DIRECTIONS » Each line from the one holding "positive clicks: (74, 56)" to the end of the listing below must be given again exactly as it appears.

RECORDED INFORMATION »
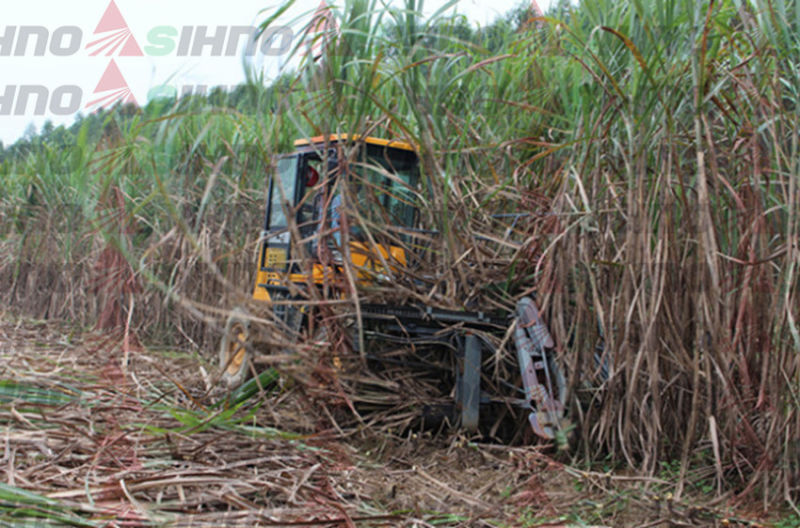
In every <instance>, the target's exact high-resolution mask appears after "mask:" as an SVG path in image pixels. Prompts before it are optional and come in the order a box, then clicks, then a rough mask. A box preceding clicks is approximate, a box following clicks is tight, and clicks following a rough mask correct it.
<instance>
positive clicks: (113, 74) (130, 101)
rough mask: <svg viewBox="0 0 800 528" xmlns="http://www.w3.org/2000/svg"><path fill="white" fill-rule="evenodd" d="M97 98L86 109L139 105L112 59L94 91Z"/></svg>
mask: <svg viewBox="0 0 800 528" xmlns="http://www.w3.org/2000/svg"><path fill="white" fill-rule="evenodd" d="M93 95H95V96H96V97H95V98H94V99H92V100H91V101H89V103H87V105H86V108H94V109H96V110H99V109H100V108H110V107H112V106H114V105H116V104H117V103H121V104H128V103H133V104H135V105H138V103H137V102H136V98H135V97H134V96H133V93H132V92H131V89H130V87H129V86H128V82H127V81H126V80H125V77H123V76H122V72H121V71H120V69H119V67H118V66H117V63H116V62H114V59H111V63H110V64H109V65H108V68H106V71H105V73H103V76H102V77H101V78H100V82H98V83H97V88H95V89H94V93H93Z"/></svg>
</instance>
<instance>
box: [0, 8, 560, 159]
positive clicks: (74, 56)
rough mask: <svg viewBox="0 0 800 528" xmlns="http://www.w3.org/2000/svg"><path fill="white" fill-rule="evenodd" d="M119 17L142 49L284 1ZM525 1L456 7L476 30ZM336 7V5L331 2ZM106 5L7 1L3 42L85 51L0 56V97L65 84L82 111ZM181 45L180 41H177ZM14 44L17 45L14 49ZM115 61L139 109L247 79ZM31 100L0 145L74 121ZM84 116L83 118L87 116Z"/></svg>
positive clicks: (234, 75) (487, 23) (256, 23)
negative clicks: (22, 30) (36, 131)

FINAL ANSWER »
positive clicks: (74, 56)
rough mask: <svg viewBox="0 0 800 528" xmlns="http://www.w3.org/2000/svg"><path fill="white" fill-rule="evenodd" d="M119 17L142 49L284 1ZM525 1L456 7L476 30ZM336 7V5L331 2ZM106 5L7 1L3 42L85 51L0 56V97L65 84L82 111ZM181 45L180 41H177ZM14 44L17 45L14 49ZM115 61L139 109L247 79ZM31 100L0 145L74 121ZM84 116L83 118L87 116Z"/></svg>
positive clicks: (234, 75) (487, 23) (256, 23)
negative clicks: (22, 30) (36, 131)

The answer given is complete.